**EXTRACT:**
Wednesday, November 14, 2012

Wonka the Individualist Ideal and Wonka the Broken Recluse

The fundamental difference between Gene Wilder's Willy Wonka and Johnny Depp's Willy Wonka is their relation to the rest of humanity. 

Gene Wilder's character has attained a kind of superiority, has ascended to a height compared to the rest of us. He acts with full understanding, nothing occurs that is outside of his control or too overwhelming to deal with (see: the Slugworth subplot), and the o

ther characters act to prove themselves to Wonka. The disasters that befall the children are indications that they fail to live up to what Wonka needs in a replacement; when they leave Wonka hints that they may be a little wiser, that is, their encounter with the factory improves them as people. Charlie is only given the factory when he demonstrates that he would not harm Wonka even when it would benefit his family.

Wonka is an individualistic ideal. He shuts himself off from humanity and becomes someone great. He is at no disadvantage, his quirkiness is a manifestation of the fact that he is satisfied in being himself and feels no need to conform to whatever might be expected of a business of his stature or a man of his age.

Johnny Depp on the other hand is a broken man. Depp stands apart from the rest of us, but at a disadvantage. He is different from the rest of us, but his difference is a result of his estrangement from his father, there is no indication that he could have lived as a normal man and instead chose to remake himself. His quirkiness arises from not understanding himself or the world around him. He is a great chocolateer, but in almost every other area he is broken.

The children in Depp's factory are being subjected to punishment because Depp does not trust them and expects them to fail (as Charlie pointed out, the Oompa Loompas seemed to have practiced the songs that correspond to each child's catastrophe), Depp.merely wants whichever one is the least worst to be his heir. The children do not leave Wonka in any way improved - two of them walk away disfigured. When Charlie chooses his family over Wonka, it shatters Depp's perception of the world; Charlie is the teacher rather than Wonka. He had no understanding of his importance or the extent to which he and his craft are valued. Depp in fact needs Charlie to show him that his individualistic existence and his art as a chocolateer do not fully satisfy him - he must be reconciled with his father and he must find a family (which he finds with the Bucket family).

(Records from a dataset)
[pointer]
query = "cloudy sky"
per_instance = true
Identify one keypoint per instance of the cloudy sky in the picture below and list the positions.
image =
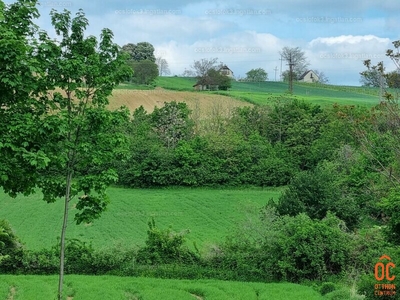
(336, 35)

**ACTION ITEM A:** In the post comparing the two Willy Wonkas, what does it say Johnny Depp's Wonka's difference from the rest of us is a result of?
**ACTION ITEM B:** Transcribe the part of the Wonka post that begins with the words containing "Wonka the Individualist" and ends with "rest of humanity.".
**ACTION ITEM C:** State whether each statement agrees with the Wonka post, answering yes or no and quoting the deciding words: (i) Gene Wilder's Wonka gives Charlie the factory only after Charlie shows he would not harm Wonka even when it would benefit his family; (ii) the children leave Depp's factory improved; (iii) Depp's Wonka finds a family with the Bucket family.

**ANSWER AREA A:** His estrangement from his father.

**ANSWER AREA B:**
Wonka the Individualist Ideal and Wonka the Broken Recluse

The fundamental difference between Gene Wilder's Willy Wonka and Johnny Depp's Willy Wonka is their relation to the rest of humanity.

**ANSWER AREA C:**
(i) Yes: "Charlie is only given the factory when he demonstrates that he would not harm Wonka even when it would benefit his family."
(ii) No: "The children do not leave Wonka in any way improved - two of them walk away disfigured."
(iii) Yes: "he must find a family (which he finds with the Bucket family)"